▸ WHAT IS ASKED: Rewrite the records below, replacing "drop a dot" with "place a marker" wherever it occurs and leaving everything else unchanged.

▸ DATA FOR THIS EXERCISE:
——
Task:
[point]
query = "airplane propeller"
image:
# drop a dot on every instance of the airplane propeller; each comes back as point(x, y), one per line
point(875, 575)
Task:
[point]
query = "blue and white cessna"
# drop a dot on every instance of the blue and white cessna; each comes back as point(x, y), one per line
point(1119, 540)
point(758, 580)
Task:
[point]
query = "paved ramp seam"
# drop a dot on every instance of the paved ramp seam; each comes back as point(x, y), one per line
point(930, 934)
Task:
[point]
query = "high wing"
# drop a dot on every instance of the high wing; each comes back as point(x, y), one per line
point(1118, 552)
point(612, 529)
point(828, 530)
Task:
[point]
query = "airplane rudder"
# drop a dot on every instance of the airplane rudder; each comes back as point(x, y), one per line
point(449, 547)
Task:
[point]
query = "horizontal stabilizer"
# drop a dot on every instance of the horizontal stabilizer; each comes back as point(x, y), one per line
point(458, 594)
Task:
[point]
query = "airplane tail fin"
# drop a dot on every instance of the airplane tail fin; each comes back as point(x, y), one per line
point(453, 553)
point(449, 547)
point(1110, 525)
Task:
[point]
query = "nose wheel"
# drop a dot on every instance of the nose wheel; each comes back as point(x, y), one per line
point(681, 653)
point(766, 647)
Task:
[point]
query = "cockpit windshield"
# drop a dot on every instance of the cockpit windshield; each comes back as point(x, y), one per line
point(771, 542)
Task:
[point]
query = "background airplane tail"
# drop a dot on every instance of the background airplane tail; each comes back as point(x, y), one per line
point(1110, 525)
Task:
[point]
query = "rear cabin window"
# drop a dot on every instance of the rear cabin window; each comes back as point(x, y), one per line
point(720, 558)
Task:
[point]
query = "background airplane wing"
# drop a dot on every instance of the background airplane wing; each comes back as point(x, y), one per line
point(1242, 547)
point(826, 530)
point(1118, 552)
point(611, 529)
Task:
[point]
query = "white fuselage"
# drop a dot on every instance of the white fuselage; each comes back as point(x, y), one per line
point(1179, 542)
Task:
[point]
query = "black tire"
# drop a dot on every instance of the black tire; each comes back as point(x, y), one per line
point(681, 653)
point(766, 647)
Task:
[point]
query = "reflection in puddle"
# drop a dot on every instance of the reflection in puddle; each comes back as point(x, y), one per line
——
▸ ANSWER TO THE PROBLEM:
Task:
[point]
query = "airplane propeller"
image:
# place a marker on every instance of the airplane propeller; each comes back as point(x, y), one per line
point(875, 575)
Task:
[point]
query = "blue and white cessna"
# place a marker on every instance of the blue and white cessna; each comes back as point(x, y), one per line
point(1119, 540)
point(758, 580)
Task:
[point]
query = "paved ramp seam"
# place a marker on every instance of the paved ramp seam; each comes back as point(x, y), one per line
point(930, 934)
Task:
[point]
query = "high wing"
# place a marker on every instance of the high wing; each comes back as point(x, y), one per line
point(1118, 552)
point(612, 529)
point(828, 530)
Task:
[point]
query = "airplane rudder"
# place a marker on every instance of the airplane rudder; each comes back as point(x, y), one per line
point(449, 547)
Task:
[point]
query = "horizontal stabilizer"
# place a marker on every instance of the horizontal stabilizer; each comes back as point(x, y), one per line
point(458, 594)
Task:
[point]
query = "airplane tail fin"
# place a marker on every instance of the airplane tail fin; each comes back as point(x, y), one per line
point(453, 553)
point(449, 547)
point(1110, 525)
Task:
[point]
query = "nose wheel"
# place a marker on every instance of the nose wheel; each comes back as point(x, y), one per line
point(681, 653)
point(766, 647)
Task:
[point]
query = "cockpit windshield"
# place a marker on every instance of the cockpit windshield; each comes back as point(x, y), one per line
point(771, 542)
Task:
[point]
query = "background airplane tail"
# place a marker on every instance of the background airplane tail; each comes back as point(x, y), one per line
point(1110, 525)
Task:
[point]
query = "rear cabin window"
# place a marker on every instance of the rear cabin window; each comes back as point(x, y), one per line
point(720, 558)
Task:
[point]
query = "background airplane wing"
# place a marker on every instance of the background airplane wing; each comes back as point(x, y), one per line
point(1242, 547)
point(826, 530)
point(1118, 552)
point(611, 529)
Task:
[point]
query = "white fuselage"
# place a marker on every instance of the white fuselage; each comes back as point(x, y), one per line
point(1179, 542)
Task:
[point]
query = "black tire"
# place a marker on every instance of the black tire; each comes back as point(x, y), one per line
point(681, 653)
point(766, 647)
Task:
[point]
query = "reflection in puddle"
# place a marker on every instance of the reflection in puddle; each comes back as point(x, y), one per line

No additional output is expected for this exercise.